**Job**:
Pick out every line in the records below that contains the word "side", and copy each one in full.

**Provided entries**:
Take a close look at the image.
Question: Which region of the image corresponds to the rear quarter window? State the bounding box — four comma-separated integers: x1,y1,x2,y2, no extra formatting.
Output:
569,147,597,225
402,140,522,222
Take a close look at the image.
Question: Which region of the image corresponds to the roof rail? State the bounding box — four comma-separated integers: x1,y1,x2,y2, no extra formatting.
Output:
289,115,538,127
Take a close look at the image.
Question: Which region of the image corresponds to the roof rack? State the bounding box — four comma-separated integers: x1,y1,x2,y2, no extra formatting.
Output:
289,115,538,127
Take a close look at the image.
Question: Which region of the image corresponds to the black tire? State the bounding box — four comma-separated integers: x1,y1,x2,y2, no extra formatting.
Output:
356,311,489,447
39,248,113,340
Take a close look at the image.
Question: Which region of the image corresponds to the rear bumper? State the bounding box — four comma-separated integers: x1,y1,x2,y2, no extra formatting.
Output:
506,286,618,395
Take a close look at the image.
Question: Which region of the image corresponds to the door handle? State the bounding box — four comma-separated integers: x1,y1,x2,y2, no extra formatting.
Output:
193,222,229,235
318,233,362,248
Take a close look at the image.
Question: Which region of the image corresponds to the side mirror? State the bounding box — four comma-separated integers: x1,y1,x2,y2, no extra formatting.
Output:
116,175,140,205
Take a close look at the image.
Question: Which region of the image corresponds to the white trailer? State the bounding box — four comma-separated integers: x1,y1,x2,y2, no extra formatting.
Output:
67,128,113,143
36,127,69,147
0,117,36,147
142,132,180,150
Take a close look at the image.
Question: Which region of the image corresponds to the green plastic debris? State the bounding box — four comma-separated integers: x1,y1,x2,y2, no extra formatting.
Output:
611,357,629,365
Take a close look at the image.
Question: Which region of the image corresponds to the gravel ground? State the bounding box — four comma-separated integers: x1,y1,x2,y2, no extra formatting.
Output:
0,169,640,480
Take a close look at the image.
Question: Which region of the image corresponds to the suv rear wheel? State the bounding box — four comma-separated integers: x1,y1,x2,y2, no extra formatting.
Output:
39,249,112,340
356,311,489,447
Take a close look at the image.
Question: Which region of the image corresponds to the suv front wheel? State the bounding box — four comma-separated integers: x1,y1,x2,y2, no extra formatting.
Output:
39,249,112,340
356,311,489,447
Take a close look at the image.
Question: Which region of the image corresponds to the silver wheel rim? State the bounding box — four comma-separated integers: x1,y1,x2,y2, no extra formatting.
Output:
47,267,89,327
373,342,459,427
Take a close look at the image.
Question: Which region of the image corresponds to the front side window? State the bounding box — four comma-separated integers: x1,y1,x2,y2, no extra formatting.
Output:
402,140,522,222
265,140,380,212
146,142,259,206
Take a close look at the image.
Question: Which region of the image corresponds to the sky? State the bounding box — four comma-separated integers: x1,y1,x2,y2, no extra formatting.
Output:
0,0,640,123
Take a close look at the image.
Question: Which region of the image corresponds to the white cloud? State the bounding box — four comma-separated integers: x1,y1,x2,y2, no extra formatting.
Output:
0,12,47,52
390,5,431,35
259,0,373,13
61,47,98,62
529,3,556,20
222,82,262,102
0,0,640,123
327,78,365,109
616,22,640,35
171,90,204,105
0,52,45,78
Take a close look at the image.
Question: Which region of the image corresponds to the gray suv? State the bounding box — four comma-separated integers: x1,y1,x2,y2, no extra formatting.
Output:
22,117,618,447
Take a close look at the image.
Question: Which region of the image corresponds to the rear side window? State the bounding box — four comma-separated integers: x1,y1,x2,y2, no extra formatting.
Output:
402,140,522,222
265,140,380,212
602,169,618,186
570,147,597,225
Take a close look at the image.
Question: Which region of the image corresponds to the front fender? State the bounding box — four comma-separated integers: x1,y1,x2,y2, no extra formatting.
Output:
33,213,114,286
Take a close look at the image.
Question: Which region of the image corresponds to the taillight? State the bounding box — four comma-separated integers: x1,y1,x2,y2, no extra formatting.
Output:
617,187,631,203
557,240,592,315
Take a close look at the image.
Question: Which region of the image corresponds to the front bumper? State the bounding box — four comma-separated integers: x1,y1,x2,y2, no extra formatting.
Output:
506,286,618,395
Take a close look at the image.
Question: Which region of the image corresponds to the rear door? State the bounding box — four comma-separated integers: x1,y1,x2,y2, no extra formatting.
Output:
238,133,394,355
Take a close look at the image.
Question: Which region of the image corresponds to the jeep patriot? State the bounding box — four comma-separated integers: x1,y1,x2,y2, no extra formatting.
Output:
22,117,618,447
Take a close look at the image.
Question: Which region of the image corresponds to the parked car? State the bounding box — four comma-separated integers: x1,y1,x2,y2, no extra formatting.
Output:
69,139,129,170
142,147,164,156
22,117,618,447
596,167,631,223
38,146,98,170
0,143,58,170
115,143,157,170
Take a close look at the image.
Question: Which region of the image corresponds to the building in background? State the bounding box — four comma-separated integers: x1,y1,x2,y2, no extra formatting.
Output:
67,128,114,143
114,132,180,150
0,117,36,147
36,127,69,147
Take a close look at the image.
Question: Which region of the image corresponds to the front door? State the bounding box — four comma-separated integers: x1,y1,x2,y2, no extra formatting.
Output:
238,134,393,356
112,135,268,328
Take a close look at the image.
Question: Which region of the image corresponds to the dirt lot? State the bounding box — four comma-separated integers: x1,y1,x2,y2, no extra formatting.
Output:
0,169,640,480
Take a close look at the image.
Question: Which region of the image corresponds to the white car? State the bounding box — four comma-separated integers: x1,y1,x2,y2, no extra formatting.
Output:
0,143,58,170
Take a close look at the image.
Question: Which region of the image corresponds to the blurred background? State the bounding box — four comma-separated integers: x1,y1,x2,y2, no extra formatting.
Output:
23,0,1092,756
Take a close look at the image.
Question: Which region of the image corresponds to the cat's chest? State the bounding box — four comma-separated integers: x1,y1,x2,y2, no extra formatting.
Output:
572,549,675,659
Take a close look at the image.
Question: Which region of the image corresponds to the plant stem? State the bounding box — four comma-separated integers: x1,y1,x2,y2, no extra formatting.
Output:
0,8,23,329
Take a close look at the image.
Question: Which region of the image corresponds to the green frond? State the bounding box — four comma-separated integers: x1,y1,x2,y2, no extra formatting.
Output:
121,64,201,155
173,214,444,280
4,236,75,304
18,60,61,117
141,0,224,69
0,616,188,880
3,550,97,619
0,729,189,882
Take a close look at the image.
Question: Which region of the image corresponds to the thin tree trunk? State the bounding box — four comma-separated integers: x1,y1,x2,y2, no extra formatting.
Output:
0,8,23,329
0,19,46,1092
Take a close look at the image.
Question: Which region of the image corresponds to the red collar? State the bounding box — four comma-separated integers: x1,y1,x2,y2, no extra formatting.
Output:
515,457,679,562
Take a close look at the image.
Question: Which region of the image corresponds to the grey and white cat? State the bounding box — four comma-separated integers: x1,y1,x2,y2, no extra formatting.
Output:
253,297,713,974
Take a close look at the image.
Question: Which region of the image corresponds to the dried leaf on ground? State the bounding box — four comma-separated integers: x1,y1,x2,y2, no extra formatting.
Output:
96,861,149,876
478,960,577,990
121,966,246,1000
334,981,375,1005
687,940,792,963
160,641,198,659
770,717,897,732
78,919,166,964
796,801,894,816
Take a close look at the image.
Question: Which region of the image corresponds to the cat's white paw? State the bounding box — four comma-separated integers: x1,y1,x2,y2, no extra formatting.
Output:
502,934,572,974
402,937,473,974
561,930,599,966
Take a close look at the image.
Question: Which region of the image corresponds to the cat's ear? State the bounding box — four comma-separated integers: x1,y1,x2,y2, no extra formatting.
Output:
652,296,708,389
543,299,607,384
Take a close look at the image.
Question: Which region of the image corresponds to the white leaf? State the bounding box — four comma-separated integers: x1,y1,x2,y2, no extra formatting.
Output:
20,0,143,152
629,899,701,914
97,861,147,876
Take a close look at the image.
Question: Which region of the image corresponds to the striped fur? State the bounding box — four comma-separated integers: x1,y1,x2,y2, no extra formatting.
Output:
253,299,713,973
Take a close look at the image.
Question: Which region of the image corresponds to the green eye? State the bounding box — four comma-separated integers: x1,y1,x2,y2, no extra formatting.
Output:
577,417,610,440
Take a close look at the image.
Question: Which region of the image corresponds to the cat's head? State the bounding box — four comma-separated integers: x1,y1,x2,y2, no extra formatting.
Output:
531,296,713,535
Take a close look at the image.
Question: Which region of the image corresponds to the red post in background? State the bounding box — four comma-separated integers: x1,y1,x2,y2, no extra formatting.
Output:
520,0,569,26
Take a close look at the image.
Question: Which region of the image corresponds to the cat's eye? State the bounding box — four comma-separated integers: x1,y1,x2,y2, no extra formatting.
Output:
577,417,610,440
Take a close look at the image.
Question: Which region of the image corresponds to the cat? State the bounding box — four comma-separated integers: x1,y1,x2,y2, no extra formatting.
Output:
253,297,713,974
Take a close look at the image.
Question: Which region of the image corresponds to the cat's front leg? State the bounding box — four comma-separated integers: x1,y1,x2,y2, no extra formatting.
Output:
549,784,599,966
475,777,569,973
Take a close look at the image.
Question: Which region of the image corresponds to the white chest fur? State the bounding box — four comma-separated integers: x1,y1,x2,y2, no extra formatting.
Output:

**Final result**:
Question: Which region of the image corresponds to the side mirror? State the bounding box — four comma-separated integers: x1,y1,x2,y2, no extra formatting.
Question: Which region of the image corresponds to the front side window? State the bounding box — four comma-separated integers: x1,y1,x2,y2, no extra formatting.
Question: Which region of the image corresponds to the rear side window? State the bounding box — four comma-separated integers: x1,y1,x2,y2, no extra formatting.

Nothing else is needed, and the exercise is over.